— begin Material shown —
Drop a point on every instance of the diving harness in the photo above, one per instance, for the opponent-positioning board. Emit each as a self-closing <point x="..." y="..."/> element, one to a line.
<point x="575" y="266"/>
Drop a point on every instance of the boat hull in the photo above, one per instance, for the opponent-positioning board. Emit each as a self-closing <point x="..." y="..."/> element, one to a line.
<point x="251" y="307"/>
— end Material shown —
— begin Material shown —
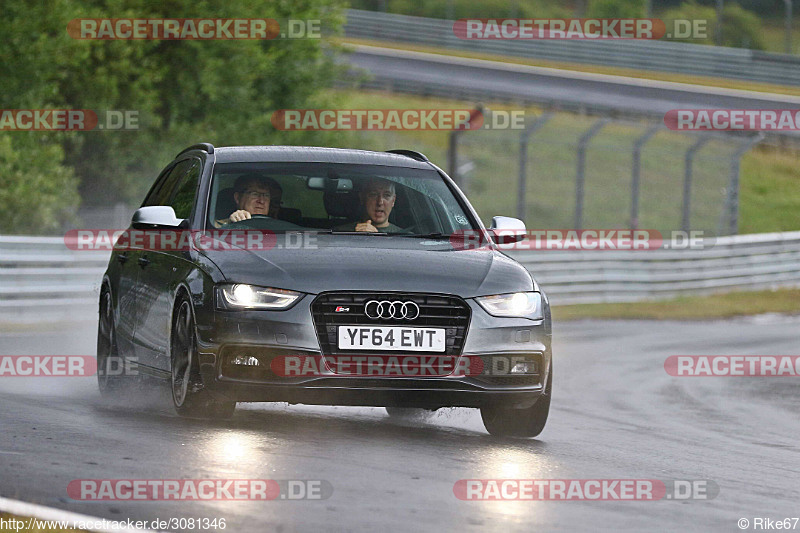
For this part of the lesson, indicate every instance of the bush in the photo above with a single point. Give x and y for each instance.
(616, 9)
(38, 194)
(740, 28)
— end Material shown —
*What is required*. Select each line of the items above that contains the word "diving", and copy those lines in their original order.

*Task solution*.
Drop a point on every instance of the diving harness in the photo above, one per instance, for the opponent-positioning board. Emit each as a self-closing <point x="..." y="..."/> element, one to a line.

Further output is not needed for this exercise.